● **Problems to work on**
- 1) Do these statements agree with the article about the coin-sized 3D printer? Answer yes or no for each, quoting the words of the article that decide it. (a) The chip carries 160 optical antennas. (b) Motors move the beam's focal point. (c) The specialty resins were developed at MIT.
- 2) What measurements does the article about the coin-sized 3D printer give for the printer called "Factory of the Future 1.0"? List every one.

● **Source passage**
################
Forward-looking: In a breakthrough that could revolutionize how we think about 3D printing, engineers from MIT and the University of Texas at Austin have created a fully functional 3D printer that fits right in your palm.

The 3D printer is no larger than a coin and has the potential to bring rapid prototyping capabilities virtually anywhere. Imagine quickly printing a custom part for your bike or even medical equipment while on the go.

Making this possible is an ingenious millimeter-scale photonic chip that can emit programmable light beams into a reservoir of light-curable resin. When the light hits the resin, it rapidly solidifies into a user-defined 3D shape.

The MIT team's expertise in silicon photonics allowed them to create integrated optical phased arrays on the chip – essentially microscopic antennas that can steer light beams by modulating the speed of the optical signals running through them. This beam-steering capability is what enables the 3D printing magic.

The antenna design also eliminates the need for motors to move the beam's focal point, resulting in a printer without moving parts that saves space. The device features 160 optical antennas, all fitting within a US quarter-sized footprint.

However, the visible light wavelengths required for this technology initially posed a challenge. Researchers at UT Austin addressed this by developing specialty resins optimized to cure under visible light exposure. This innovation was the missing link needed to make chip-based 3D printing viable.

With their proof-of-concept complete, the researchers now have a larger vision: developing chips that can generate entire 3D holographic light patterns to rapidly print complex volumetric objects in one go. The potential applications are staggering – from emergency repairs by first responders to printing medical devices on-demand.

MIT Professor Jelena Notaros said the system is completely rethinking what a 3D printer is. "It is no longer a big box sitting on a bench in a lab creating objects, but something that is handheld and portable. It is exciting to think about the new applications that could come out of this and how the field of 3D printing could change."

If this coin-sized 3D printing technology can be developed into a commercial product, it could decentralize and democratize on-demand fabrication like never before.

Further details about the research can be found in a paper published in the journal Nature.

At the other end of the 3D printing spectrum is another device unveiled in April. Dubbed "Factory of the Future 1.0," it holds the Guinness World Record for being the world's largest 3D printer and can print objects as large as 96 feet long, 32 feet wide, and 18 feet high – at a rate of up to 500 pounds per hour.
################
● **Dataset entries**
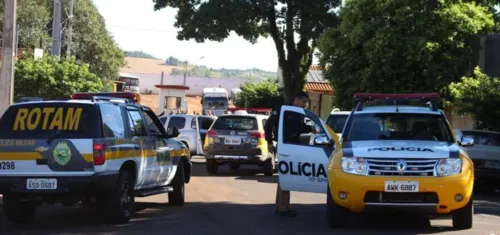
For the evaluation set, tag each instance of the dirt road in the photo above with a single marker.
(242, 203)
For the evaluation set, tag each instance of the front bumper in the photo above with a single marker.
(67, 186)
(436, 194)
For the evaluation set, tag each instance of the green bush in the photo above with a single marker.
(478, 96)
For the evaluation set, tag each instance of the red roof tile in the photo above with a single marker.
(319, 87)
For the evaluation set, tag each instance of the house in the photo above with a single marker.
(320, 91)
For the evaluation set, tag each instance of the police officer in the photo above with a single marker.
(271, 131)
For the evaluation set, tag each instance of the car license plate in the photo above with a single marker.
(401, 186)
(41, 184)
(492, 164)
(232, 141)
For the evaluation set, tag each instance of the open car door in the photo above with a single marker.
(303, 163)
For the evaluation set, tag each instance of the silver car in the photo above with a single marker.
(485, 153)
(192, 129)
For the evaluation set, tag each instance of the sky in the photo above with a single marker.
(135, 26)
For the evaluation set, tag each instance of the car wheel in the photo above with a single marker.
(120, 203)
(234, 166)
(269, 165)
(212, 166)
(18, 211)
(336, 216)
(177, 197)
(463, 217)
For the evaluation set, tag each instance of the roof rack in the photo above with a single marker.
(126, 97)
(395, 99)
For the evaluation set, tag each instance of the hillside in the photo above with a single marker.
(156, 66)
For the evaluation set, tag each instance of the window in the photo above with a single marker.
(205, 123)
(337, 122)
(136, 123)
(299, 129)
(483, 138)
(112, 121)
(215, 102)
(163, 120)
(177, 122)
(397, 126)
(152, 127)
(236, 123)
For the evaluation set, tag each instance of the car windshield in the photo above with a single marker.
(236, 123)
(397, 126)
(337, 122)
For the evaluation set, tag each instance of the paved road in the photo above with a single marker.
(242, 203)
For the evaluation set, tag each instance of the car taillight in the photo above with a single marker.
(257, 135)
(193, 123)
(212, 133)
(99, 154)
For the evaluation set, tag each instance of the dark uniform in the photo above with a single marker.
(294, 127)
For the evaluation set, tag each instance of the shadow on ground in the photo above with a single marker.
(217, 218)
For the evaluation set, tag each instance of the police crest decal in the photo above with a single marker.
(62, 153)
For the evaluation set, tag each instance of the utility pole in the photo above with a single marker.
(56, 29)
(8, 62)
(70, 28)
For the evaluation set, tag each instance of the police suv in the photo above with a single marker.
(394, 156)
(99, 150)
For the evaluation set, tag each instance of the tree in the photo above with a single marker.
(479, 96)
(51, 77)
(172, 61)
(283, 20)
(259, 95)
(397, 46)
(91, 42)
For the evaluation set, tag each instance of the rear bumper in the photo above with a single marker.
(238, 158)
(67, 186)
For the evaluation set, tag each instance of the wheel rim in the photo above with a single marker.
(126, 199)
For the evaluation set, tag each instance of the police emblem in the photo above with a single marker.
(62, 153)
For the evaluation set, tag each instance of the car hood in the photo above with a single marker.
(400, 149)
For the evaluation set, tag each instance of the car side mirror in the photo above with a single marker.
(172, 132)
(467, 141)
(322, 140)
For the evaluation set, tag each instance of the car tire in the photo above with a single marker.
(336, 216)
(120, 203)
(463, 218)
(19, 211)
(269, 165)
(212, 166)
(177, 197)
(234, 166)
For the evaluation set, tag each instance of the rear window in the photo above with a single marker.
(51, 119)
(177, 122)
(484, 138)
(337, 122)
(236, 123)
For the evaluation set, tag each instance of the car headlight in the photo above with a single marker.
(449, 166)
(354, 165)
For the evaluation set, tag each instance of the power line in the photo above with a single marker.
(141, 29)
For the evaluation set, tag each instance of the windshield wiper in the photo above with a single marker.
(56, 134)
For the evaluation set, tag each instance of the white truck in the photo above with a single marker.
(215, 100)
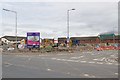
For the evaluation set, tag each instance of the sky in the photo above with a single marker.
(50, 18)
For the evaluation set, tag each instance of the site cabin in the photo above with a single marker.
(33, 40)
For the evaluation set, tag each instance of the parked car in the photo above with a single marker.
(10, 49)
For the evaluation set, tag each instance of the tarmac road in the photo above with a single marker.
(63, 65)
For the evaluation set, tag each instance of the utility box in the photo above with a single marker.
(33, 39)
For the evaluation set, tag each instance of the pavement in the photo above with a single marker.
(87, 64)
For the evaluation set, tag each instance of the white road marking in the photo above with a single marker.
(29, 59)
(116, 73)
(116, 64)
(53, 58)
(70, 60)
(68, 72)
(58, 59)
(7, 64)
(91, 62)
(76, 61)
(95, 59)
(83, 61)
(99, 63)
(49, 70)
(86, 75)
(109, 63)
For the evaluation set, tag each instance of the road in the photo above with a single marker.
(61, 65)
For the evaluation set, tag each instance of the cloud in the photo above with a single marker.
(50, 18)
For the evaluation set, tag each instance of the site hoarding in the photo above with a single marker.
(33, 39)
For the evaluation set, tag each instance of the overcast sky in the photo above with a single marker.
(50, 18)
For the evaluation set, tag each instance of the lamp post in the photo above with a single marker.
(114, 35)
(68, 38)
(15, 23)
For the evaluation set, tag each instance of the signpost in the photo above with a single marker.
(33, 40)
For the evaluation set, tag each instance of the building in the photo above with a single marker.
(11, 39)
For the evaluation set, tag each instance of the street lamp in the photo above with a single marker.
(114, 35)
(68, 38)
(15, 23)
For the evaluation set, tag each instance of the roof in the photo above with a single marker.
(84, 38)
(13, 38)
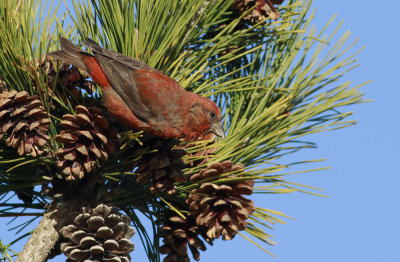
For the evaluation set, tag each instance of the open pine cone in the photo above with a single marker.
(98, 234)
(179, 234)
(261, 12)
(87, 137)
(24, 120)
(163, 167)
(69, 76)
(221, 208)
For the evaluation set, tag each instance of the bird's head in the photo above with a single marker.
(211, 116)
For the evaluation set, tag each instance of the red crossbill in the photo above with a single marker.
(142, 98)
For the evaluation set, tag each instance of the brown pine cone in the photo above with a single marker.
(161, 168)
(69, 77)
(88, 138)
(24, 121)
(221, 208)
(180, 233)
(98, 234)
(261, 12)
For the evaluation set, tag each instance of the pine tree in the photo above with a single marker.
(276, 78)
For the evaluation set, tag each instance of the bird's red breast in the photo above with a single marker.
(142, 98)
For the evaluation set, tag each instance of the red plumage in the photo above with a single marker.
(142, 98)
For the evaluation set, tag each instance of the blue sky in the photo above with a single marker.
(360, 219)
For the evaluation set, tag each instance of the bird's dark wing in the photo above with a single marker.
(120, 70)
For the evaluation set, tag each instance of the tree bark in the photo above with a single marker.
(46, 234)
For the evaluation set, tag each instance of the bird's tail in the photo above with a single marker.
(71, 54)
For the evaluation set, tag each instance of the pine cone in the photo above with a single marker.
################
● **Task-by-task answers**
- 1)
(a) Yes: "The device features 160 optical antennas, all fitting within a US quarter-sized footprint."
(b) No: "The antenna design also eliminates the need for motors to move the beam's focal point"
(c) No: "Researchers at UT Austin addressed this by developing specialty resins optimized to cure under visible light exposure."

- 2)
- 96 feet long
- 32 feet wide
- 18 feet high
- up to 500 pounds per hour